▶ Data extracts
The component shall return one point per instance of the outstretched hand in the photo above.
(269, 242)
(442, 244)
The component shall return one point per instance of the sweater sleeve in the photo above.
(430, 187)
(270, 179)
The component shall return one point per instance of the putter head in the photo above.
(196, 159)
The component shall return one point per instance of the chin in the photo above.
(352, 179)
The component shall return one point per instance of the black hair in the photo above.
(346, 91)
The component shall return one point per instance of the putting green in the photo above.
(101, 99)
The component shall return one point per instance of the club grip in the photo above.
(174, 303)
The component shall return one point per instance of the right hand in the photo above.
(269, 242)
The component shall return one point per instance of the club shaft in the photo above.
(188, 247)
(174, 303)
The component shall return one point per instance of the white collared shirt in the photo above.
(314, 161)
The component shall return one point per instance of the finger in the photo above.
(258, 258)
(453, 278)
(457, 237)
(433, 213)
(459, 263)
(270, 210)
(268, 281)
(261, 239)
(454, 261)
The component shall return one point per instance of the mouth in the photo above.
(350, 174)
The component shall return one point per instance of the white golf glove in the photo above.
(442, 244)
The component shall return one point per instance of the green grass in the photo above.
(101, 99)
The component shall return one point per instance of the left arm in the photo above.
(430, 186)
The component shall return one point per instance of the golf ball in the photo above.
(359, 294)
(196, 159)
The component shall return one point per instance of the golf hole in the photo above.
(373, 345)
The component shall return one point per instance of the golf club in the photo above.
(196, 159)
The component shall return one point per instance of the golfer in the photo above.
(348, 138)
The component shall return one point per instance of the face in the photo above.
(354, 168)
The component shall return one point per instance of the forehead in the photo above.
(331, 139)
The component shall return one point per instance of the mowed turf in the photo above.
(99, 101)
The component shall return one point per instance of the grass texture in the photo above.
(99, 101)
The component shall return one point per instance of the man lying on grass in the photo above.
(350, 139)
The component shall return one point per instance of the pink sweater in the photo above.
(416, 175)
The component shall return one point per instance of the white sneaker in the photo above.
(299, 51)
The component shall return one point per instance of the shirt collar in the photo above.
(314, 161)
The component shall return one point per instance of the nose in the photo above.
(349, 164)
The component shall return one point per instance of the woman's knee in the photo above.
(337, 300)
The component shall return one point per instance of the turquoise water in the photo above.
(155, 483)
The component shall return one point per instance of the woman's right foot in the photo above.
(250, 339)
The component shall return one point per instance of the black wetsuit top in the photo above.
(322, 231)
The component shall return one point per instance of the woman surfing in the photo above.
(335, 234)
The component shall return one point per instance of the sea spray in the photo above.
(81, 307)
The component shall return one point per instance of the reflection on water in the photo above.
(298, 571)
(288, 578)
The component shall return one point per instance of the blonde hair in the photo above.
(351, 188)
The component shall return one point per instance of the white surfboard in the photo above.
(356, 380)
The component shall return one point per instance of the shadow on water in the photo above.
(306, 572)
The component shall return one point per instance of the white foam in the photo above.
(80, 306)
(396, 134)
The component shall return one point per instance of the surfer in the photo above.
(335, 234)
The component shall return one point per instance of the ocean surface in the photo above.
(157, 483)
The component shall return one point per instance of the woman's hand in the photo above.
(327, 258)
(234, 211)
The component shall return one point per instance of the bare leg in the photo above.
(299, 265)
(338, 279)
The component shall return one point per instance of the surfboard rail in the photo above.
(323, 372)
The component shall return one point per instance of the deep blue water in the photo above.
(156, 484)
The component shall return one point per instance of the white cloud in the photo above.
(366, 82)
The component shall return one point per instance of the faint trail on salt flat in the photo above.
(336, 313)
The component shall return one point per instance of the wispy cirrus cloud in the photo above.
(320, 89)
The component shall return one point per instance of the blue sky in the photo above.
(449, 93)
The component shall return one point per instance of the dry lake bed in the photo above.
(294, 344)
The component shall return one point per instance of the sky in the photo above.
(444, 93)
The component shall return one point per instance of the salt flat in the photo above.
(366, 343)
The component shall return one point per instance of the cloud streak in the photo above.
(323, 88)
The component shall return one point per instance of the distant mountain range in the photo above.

▶ Exercise brief
Please give back the entries above, unchanged and complete.

▶ Answer section
The component shall return one point per instance of the outstretched hand in the photo above.
(269, 242)
(442, 244)
The component shall return one point per instance of the sweater sleeve in the photo above.
(430, 187)
(270, 179)
The component shall return one point per instance of the putter head in the photo above.
(196, 159)
The component shall return one point per instance of the chin in the photo above.
(352, 179)
The component shall return one point per instance of the black hair in the photo above.
(346, 91)
The component shall return one point per instance of the putting green in the photo above.
(101, 99)
The component shall return one point per instance of the club grip in the photo above.
(174, 303)
The component shall return one point per instance of the right hand in the photo above.
(269, 242)
The component shall return one point per instance of the club shaft in the photo above.
(188, 247)
(174, 303)
The component shall return one point per instance of the white collared shirt in the photo above.
(314, 161)
The component shall return one point per instance of the finger in the photo above.
(258, 258)
(453, 278)
(457, 237)
(433, 213)
(459, 263)
(270, 210)
(268, 281)
(261, 239)
(454, 261)
The component shall return one point per instance of the mouth in the photo above.
(350, 174)
The component shall return one point per instance of the white golf glove in the photo above.
(442, 244)
The component shall return one point per instance of the green grass in the photo above.
(101, 99)
The component shall return one point per instance of the left arm in the photo above.
(430, 186)
The component shall return one point per instance of the golf ball in the photo above.
(359, 294)
(196, 159)
The component shall return one point per instance of the golf hole in the photo above.
(373, 345)
The component shall return one point per instance of the golf club in the photo above.
(196, 159)
The component shall return one point per instance of the golfer in the photo above.
(348, 138)
The component shall return one point per instance of the face in the photo above.
(354, 168)
The component shall return one point per instance of the forehead in the photo above.
(331, 139)
The component shall return one point per instance of the mowed turf in the photo above.
(99, 101)
The component shall return one point per instance of the grass texture in the photo above.
(99, 101)
The component shall return one point per instance of the man lying on grass in the photo above.
(350, 139)
The component shall return one point per instance of the pink sweater in the photo above.
(416, 175)
The component shall return one point per instance of the white sneaker in the photo above.
(299, 51)
The component shall return one point per instance of the shirt collar in the photo above.
(314, 161)
The component shall return one point per instance of the nose in the photo above.
(349, 164)
The component shall return one point per instance of the woman's knee in the photo above.
(337, 300)
The component shall return one point per instance of the turquoise water in the photo above.
(155, 483)
The component shall return one point per instance of the woman's right foot in the photo above.
(250, 339)
The component shall return one point per instance of the black wetsuit top in the photo above.
(322, 231)
The component shall return one point per instance of the woman surfing in the photo above.
(335, 234)
The component shall return one point per instance of the sea spray in the photo above.
(81, 307)
The component shall return one point per instance of the reflection on water in the photo above.
(298, 571)
(288, 578)
The component shall return one point per instance of the blonde hair in the photo above.
(351, 188)
The component shall return one point per instance of the white surfboard in the photo above.
(356, 380)
The component shall return one point per instance of the shadow on water in the photo above.
(306, 572)
The component shall return one point per instance of the white foam in the photo above.
(80, 306)
(396, 134)
The component shall return one point per instance of the surfer in the photo above.
(335, 234)
The component shall return one point per instance of the ocean surface in the photo above.
(157, 483)
The component shall return one point per instance of the woman's hand in the photo above.
(327, 258)
(234, 211)
The component shall return one point per instance of the bare leg in the photo above.
(299, 265)
(338, 279)
The component shall return one point per instance of the surfboard rail in the photo above.
(323, 372)
The component shall return one point per instance of the deep blue water in the photo above.
(156, 484)
The component shall return one point per instance of the white cloud in the photo above.
(366, 82)
The component shall return one point per instance of the faint trail on salt flat in the photo above.
(336, 313)
The component shall return one point per instance of the wispy cirrus cloud in the photo above.
(320, 89)
The component shall return one point per instance of the blue sky in the photo above.
(449, 93)
The component shall return one point per instance of the dry lake bed in the photo above.
(294, 344)
The component shall return one point per instance of the sky in the photo above.
(444, 93)
The component shall return one point per instance of the salt flat in the photo above.
(366, 343)
The component shall return one point per instance of the cloud streak in the photo above.
(323, 88)
The component shall return one point per instance of the distant mountain range in the photo above.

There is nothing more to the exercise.